◆ **PROBLEM TO SOLVE**
Locate each line in the entries below that contains the word "pink", and copy those lines out.

+++ LISTED ENTRIES

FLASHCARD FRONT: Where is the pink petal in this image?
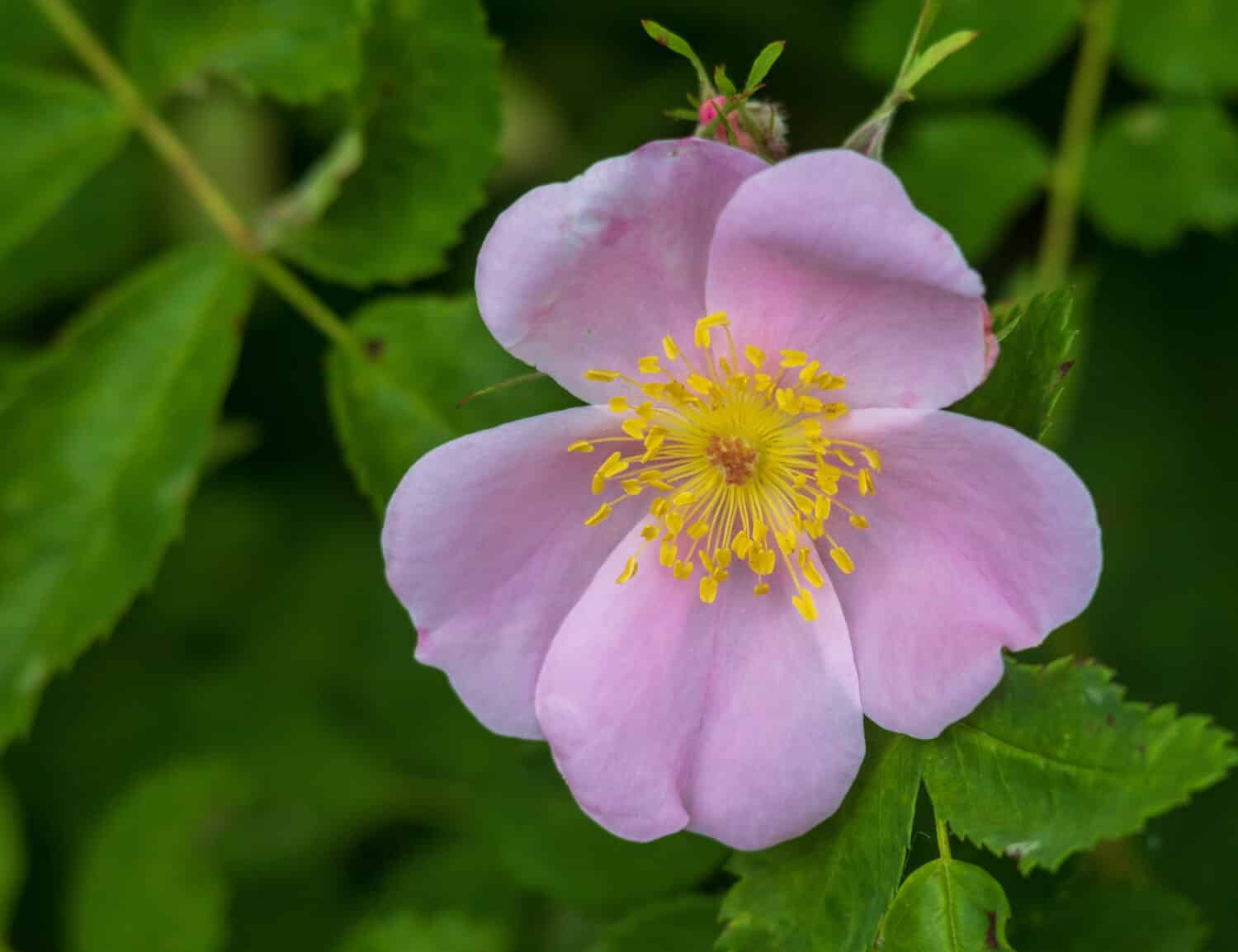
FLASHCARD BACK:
[829,410,1101,738]
[706,150,992,408]
[537,525,864,849]
[477,139,767,403]
[383,408,643,738]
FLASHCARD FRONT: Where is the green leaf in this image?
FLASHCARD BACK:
[718,724,920,952]
[899,30,980,93]
[848,0,1079,98]
[952,289,1079,440]
[888,113,1050,262]
[0,780,26,935]
[279,0,499,287]
[589,896,718,952]
[1114,0,1238,94]
[744,40,787,93]
[881,859,1010,952]
[0,67,126,260]
[1084,103,1238,250]
[121,0,371,104]
[485,749,728,908]
[0,245,250,742]
[69,760,247,952]
[925,658,1238,873]
[0,143,156,327]
[327,296,567,512]
[338,912,510,952]
[640,20,711,96]
[1015,878,1210,952]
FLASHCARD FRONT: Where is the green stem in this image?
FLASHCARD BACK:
[933,809,951,859]
[1037,0,1118,291]
[34,0,354,346]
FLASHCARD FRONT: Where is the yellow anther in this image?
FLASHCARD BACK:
[616,556,636,586]
[688,374,713,396]
[584,502,611,526]
[598,450,628,479]
[621,416,649,440]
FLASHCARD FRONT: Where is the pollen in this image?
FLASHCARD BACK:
[569,312,883,623]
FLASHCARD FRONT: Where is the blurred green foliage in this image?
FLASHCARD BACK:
[0,0,1238,952]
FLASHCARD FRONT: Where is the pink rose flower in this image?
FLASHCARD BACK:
[383,139,1101,849]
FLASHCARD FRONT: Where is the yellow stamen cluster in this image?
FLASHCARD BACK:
[569,312,881,621]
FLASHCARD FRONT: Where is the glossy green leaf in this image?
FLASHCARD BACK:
[69,760,247,952]
[881,859,1010,952]
[123,0,371,104]
[338,912,510,952]
[327,296,567,511]
[1114,0,1238,94]
[485,750,728,908]
[1017,876,1208,952]
[279,0,499,287]
[640,20,710,94]
[589,896,720,952]
[0,143,156,327]
[0,245,250,742]
[952,289,1079,440]
[0,67,126,260]
[718,724,921,952]
[888,113,1050,262]
[744,40,787,92]
[899,30,980,93]
[0,780,26,932]
[925,658,1238,871]
[1084,103,1238,250]
[848,0,1079,98]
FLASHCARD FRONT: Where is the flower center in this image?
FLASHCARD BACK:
[569,312,881,621]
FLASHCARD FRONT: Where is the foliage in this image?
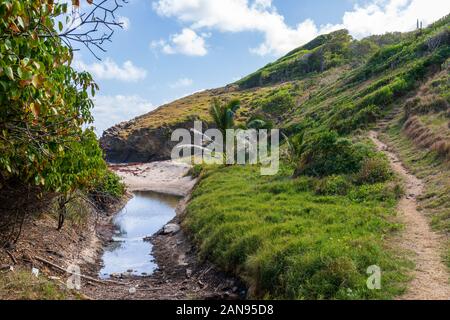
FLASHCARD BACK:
[209,99,240,135]
[294,131,369,177]
[314,175,351,196]
[355,156,393,184]
[256,90,295,116]
[184,166,407,299]
[0,0,104,191]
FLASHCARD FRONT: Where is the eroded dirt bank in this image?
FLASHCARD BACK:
[369,131,450,300]
[82,161,246,299]
[0,161,246,300]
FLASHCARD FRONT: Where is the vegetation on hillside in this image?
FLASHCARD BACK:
[178,16,450,299]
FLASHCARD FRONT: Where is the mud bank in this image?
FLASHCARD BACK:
[82,161,246,300]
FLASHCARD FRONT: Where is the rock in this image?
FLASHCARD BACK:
[163,223,181,234]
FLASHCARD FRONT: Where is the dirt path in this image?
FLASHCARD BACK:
[369,131,450,300]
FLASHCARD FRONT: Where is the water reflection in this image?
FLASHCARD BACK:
[100,191,179,278]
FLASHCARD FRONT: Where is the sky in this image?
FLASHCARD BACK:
[73,0,450,136]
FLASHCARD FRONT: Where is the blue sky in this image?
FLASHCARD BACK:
[74,0,450,134]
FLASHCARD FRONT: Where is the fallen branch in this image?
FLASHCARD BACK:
[34,256,126,286]
[5,250,17,264]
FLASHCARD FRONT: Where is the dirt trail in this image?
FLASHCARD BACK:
[369,131,450,300]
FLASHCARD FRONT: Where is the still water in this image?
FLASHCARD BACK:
[100,191,180,278]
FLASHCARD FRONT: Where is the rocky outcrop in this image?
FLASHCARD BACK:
[100,120,207,163]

++++++

◆ **IN RESPONSE**
FLASHCARD FRONT: Where is the pink petal in this image?
FLASHCARD FRONT: Where is the pink rose flower in this image?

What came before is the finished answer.